COMPITI ASSEGNATI »
[1] Risponda alle domande seguenti in base al testo da leggere.
(a) A quanti atti ammontava, al 31.1.2003, il carico di lavoro dell'Ufficio Unico Notificazioni?
(b) Da quando è in pratica scoperto il posto di Procuratore della Repubblica di Bergamo?
(c) Quale organo ha deliberato la nomina di Adriano Galizzi?
[2] Indichi se ciascuna affermazione concorda con il testo da leggere, rispondendo sì o no e citando le parole del testo che lo stabiliscono.
(a) La carenza di organico degli ufficiali giudiziari ha creato difficoltà nella notifica di atti di processi penali.
(b) Il Ministro ha appoggiato la nomina di Adriano Galizzi.
(c) Al 31.1.2003 l'Ufficio Unico Notificazioni aveva un carico di circa 42.000 esecuzioni.

TESTO DA LEGGERE »
_ _ _ _ _
Si segnala nel distretto
il caso grave della perdurante e forte carenza di organico degli
ufficiali giudiziari di Bergamo
(su un organico di 32 persone di
registra una presenza effettiva di 14), che ha comportato notevoli
problemi nella notifica di atti di numerosi processi penali.
L’Ufficio Unico Notificazioni assolve ad un carico di lavoro
che al 31.1.2003 si attestava su circa 200.000 notifiche e 42.000
esecuzioni.
Più in generale,
nel distretto merita di essere adeguatamente segnalata la vicenda che
ha interessato la Procura della Repubblica di Bergamo. Il
posto vacante di Procuratore della Repubblica è in pratica
scoperto dal giugno 2001 a causa della strenua opposizione
manifestata dal Ministro alla nomina, deliberata dal CSM, di Adriano
Galizzi. Risale al 25 ottobre 2002 la nota con la quale l’On.
_ _ _ _ _
DATI FORNITI »
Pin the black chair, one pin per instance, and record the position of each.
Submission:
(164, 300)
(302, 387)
_ _ _ _ _
RISPOSTE IN ORDINE »
[1]
(a) Circa 200.000 notifiche e 42.000 esecuzioni.
(b) Dal giugno 2001.
(c) Il CSM.

[2]
(a) Sì: «che ha comportato notevoli problemi nella notifica di atti di numerosi processi penali».
(b) No: «a causa della strenua opposizione manifestata dal Ministro alla nomina».
(c) Sì: «si attestava su circa 200.000 notifiche e 42.000 esecuzioni».